Supplied passage:
------------------------------------------------
That said, the album holds together, no matter the geographical difficulties inherent in its birthing.

In many ways, the instrumentation reminds me of a brand of Utah music that was popular c 2000. The apotheosis of this sound—at least in my mind—is Olea. But that’s probably because in 1999 a member of that band lived across the hall from me in Alta Apartments. Anyway, it was a great little band and you can hear clips from their songs here and you’ll immediately note, if you compare them with clips from Moneydiggers songs, that I’m being unfair to one band or the other.

Yes, yes, they share some acoustic instrumentation and a folky sensibility and That Utah Sound, but Olea is more successfully poppy, has tighter playing and production, and an almost EFY clarity of vocals (to say nothing of their almost EFY sincerity).

Jiminy Finn and the Moneydiggers meanwhile are checking a different set of boxes. Might be better to compare them to nonUtah contemporaries like Mumford & Sons which, while still folky and perhaps even poppy, leaves on the rough edges. They sound like a rock band—not classically trained music majors playing rock music.

The key to the puzzle that is Campfire Carols is Skyler’s voice. The cd starts with a nice simple acoustic guitar and crickets and some ahs and oos. Lovely.

Then we move to the first real song, “Lo Que Sea”. As we get to the second verse, Skyler turns up the vocals to deliver delightfully weird lines of absurdist wit (I’m adding occasional line breaks for our convenience—in the liner notes, there are none):

Once upon a time there was someone who did somethin’.
I’d rather give a man a fish than teach him how to gainfully cross-stich.
Miss Susie had a steamboat, singin’ “Carol of the Bells.”
That’s good enough, just wrap it up, it’s just as well.

Skyler’s vocal volume and intensity suggest an increased emotional import, the lyrics and his voice fail to keep up.

As the album progresses, Skyler’s not-quite-up-to-the-job voice presents lyrics like the following:

Baby, I swear you’ll never find in your life another guy who loves you as much as I’d like to assume that I love you. Maybe love’s not quite the word; if nothing else I would prefer to be with you if my only other option was being alone. (“I Guess I Want to Be with You”)

Eventually, just you and me, I’ll leave the band behind and stand by your side, least until a new song comes to mind. (“I’ve Got to Write a Song Tonight”)

Uglier guys than me and worse singers have gone rather far. So I thought I’d try it out on the next pretty girl who comes my way. I guess you’ll do, baby this one goes out to you. Whoa-oh-oh. Ain’t it sexy when I go “whoa-oh-oh”? (“Universal Love Song”)

I got to admit I love this stuff. I find these sorts of failed-love-song lyrics all kinds of fun and I love singing along to choruses like “I Guess I Want to Be with You”‘s while I do the dishes. And for all my snide asides about the voice, I’m a They Might Be Giants fan. I have some flexibility here.
------------------------------------------------
Material provided:
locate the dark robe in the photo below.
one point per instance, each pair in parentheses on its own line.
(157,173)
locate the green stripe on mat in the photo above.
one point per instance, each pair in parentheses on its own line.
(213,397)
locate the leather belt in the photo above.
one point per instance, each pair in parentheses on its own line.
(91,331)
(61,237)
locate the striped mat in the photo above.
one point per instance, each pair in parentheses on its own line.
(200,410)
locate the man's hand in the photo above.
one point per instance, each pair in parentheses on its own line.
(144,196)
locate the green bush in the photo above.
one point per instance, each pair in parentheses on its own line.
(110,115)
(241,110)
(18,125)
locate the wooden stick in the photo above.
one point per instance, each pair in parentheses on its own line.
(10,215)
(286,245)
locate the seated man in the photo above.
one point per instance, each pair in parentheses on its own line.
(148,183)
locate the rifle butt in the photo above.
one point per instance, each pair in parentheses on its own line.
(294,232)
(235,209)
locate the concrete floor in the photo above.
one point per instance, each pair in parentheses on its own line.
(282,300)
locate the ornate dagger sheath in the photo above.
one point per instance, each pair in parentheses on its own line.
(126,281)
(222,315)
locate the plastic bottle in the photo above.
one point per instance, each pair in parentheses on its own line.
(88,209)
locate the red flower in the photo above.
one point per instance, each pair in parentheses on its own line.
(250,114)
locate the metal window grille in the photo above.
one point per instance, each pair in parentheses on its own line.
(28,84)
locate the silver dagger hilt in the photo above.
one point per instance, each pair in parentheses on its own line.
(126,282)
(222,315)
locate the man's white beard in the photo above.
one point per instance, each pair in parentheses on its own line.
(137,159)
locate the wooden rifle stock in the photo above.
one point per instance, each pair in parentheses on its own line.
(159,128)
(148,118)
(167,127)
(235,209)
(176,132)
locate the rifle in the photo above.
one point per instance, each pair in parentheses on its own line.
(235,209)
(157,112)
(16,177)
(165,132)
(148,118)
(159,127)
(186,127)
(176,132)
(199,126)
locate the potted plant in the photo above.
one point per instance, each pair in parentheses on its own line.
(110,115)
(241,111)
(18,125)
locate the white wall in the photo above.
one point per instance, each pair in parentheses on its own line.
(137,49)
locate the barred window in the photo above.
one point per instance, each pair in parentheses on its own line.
------------------------------------------------
To be done:
[a] Using the review of the album Campfire Carols, decide whether each statement agrees with it: (i) the reviewer once lived across the hall from a member of Olea; (ii) the liner notes print the lyrics with line breaks; (iii) the reviewer suggests Mumford & Sons as a comparison for the Moneydiggers. Answer yes or no for each, quoting the words of the review that decide it.
[b] Carry on the review of the album Campfire Carols from its last sentence.

Written answers:
[a]
(i) Yes: "in 1999 a member of that band lived across the hall from me in Alta Apartments"
(ii) No: "in the liner notes, there are none"
(iii) Yes: "Might be better to compare them to nonUtah contemporaries like Mumford & Sons"

[b]
I think the song that really threw me was “Yeah, I’m a Music Snob (what of it?)”—unlike the poor romantics quoted above, lyrics about a subpar band being music snobs sounds more like hopeful deflection disguised as irony than genuine cleverness. Especially when the conceit returns more than once later in the album. But I can’t dismiss “The Shameless Self-Promotion Song” as mere deflection. The song is genuinely funny. It’s a mix of wittily self-aware crass commercialism—and recognition of the lack of any commercial probability:

CD’s are going fast! In two years we’ve sold half our of our box of fifty. . . .
We’re not above taking money out of pity. That’s how we got this far.

I can’t quite remember now, but it may have been this song that pointed me towards the key for understanding Campfire Carols: Reel Big Fish’s “Sell Out“.

Now, ska has been described with various formulas and ancestries; here’s mine: high-school bandgeeks playing punk. They know more than just three chords on a cheap guitar, but they’ve sold their soul to simplicity and they play its hymns.

That’s a good shorthand for Jiminy Finn and the Moneydiggers: They’re a folk band that’s joined the punk cult.

Once I realized I was dealing with a punk band in disguise, everything else began to fit together. The reason Skyler’s voice ranges from sweet to simply wrong? Spending the chorus offtune is a grand punk tradition.

So. It’s a punk album. That’s why “Music Snob” can skip cleverness and throw in some shoobydoowops and get away with it.  A song about a self-aware snob unaware that his self-awareness fails to redeem him? How obnoxious! Pure punk. Let’s go kill some hipsters.

Throwing a kazoo into the song about “How Happiness Destroyed My Band” (meaning Skyler’s previous band Where’s Molly)? Kazoos are for kids and people willing to have fun even if it irritates half the audience.

I.e., punks.

Then you have a song like “We’re Sticking it to the Man, He Just Doesn’t Know It Yet” which we could call postpunk. And a song like “Frankie’s House” which gets noisy to no apparent purpose. What’s more punk than that?

And then, in closing, let’s move to postpostpunk with “Paul Revere” (the one track with lyrics by Blair), which celebrates America’s original punks: The Founding Fathers.

Suck on that, Sex Pistols.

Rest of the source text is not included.